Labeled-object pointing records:
——————
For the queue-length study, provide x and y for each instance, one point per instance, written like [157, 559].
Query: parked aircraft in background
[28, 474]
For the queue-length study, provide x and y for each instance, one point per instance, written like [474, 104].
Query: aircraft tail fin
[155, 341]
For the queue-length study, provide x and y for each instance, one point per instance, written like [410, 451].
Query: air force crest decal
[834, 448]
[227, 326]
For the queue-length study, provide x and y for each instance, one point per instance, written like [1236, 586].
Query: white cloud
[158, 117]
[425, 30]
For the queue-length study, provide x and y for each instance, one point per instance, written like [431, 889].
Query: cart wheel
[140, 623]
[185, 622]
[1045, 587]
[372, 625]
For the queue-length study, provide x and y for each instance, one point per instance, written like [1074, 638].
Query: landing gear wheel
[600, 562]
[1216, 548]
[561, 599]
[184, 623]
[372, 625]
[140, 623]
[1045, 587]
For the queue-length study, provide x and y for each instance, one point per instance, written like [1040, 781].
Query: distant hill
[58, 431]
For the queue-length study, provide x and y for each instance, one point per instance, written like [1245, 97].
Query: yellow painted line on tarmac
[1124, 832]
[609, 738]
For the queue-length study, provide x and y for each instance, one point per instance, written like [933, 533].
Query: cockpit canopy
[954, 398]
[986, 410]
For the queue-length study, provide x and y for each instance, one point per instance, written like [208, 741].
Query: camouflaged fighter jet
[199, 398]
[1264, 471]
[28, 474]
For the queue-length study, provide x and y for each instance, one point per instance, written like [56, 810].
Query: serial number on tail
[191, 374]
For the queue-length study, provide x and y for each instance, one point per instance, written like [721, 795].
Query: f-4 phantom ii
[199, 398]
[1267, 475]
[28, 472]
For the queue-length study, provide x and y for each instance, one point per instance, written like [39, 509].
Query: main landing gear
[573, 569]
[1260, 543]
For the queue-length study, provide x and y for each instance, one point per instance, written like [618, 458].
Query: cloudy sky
——————
WHAT THE TASK REQUIRES
Lay out the lines from the one containing "like [39, 509]." through the final line of the records, both included, as a JSON list of strings with one string per line and blank lines omitted.

RESULT OF THE EXERCISE
[
  "For the queue-length study, provide x and y for each instance, one point per instance, written like [39, 509].",
  "Query: main landing gear",
  "[573, 569]",
  "[1260, 543]",
  "For the queue-length study, provide x and y for each instance, one point per instance, written like [618, 458].",
  "Query: cloudy sky"
]